-- start of Dataset excerpts --
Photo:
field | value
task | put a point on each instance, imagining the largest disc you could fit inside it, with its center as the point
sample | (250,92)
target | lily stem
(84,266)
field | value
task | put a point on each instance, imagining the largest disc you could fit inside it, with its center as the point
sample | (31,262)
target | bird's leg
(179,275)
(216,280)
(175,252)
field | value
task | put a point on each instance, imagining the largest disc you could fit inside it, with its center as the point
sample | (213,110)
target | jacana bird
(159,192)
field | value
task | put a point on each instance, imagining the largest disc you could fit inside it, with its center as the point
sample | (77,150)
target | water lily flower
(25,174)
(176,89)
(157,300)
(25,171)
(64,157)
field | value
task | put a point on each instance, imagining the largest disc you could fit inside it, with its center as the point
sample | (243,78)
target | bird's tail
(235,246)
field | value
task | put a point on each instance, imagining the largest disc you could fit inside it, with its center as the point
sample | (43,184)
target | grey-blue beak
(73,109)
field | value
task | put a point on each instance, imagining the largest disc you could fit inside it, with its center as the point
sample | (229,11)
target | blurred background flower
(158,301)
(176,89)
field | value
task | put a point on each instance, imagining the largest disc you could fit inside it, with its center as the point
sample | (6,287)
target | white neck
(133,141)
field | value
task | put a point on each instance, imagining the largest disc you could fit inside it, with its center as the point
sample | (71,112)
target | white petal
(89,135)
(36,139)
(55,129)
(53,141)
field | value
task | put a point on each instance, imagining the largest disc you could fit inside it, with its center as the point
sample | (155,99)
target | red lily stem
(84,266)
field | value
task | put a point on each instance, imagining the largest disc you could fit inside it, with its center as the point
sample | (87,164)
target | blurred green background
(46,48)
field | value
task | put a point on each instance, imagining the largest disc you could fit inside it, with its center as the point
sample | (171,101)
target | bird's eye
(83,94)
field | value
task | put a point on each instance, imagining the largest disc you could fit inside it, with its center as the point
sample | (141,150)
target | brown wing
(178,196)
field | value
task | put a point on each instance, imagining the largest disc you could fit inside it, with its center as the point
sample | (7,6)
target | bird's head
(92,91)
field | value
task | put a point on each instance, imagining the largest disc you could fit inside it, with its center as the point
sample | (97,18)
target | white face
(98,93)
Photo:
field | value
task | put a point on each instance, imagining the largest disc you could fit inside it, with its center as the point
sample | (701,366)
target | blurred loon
-- end of Dataset excerpts --
*What the task asks*: Reproduce the records above exactly as they appear.

*Answer to this task*:
Photo:
field | value
task | put a point on each instance, imagining the largest disc you could fit inside it, with its center as the point
sample | (250,92)
target | lily stem
(84,266)
field | value
task | put a point on each instance, imagining the largest disc you could fit inside it, with its center as the point
sample | (31,262)
target | bird's leg
(179,275)
(216,280)
(175,252)
field | value
task | put a point on each instance, imagining the largest disc you could fit inside it, with its center as the point
sample | (213,110)
target | jacana bird
(159,192)
field | value
task | put a point on each instance, imagining the largest disc you could fit inside it, with its center as the point
sample | (77,150)
target | water lily flower
(25,174)
(176,89)
(157,300)
(25,171)
(64,157)
field | value
task | put a point on each instance, imagining the largest disc you could fit inside it, with its center as the point
sample | (243,78)
target | bird's tail
(235,246)
field | value
task | put a point on each instance, imagining the largest disc you could fit inside it, with its center as the point
sample | (43,184)
target | grey-blue beak
(73,109)
field | value
task | put a point on each instance, imagining the largest disc you could fit inside it, with its center as the point
sample | (229,11)
target | blurred background flower
(158,301)
(176,89)
field | value
task | put a point on each instance, imagining the largest disc you could fit inside it, with its center as the point
sample | (6,287)
target | white neck
(133,141)
field | value
task | put a point on each instance, imagining the largest disc you could fit inside it, with its center as the point
sample | (71,112)
target | white petal
(89,135)
(36,139)
(55,129)
(53,141)
field | value
task | put a point on each instance, imagining the largest disc you could fit inside it, with its center as the point
sample | (155,99)
target | red lily stem
(84,266)
field | value
task | put a point on each instance, imagining the largest disc you could fit inside it, with its center as the point
sample | (87,164)
target | blurred green background
(46,48)
field | value
task | put a point on each instance, imagining the largest disc you could fit inside it, with its center as the point
sample | (171,101)
target | bird's eye
(83,94)
field | value
task | put a point on each instance, imagining the largest disc you could fit inside it, with its center as the point
sample | (141,150)
target | brown wing
(178,196)
field | value
task | put a point on each instance, imagining the largest disc you could fit inside it, with its center as the point
sample | (7,6)
target | bird's head
(92,91)
field | value
task | put a point on each instance, imagining the largest disc you could fit inside it, with its center as the point
sample | (97,18)
target | white face
(98,93)
Photo:
field | value
task | put a point on each instance, imagining the largest disc you could fit inside it, with its center as the point
sample | (701,366)
target | blurred loon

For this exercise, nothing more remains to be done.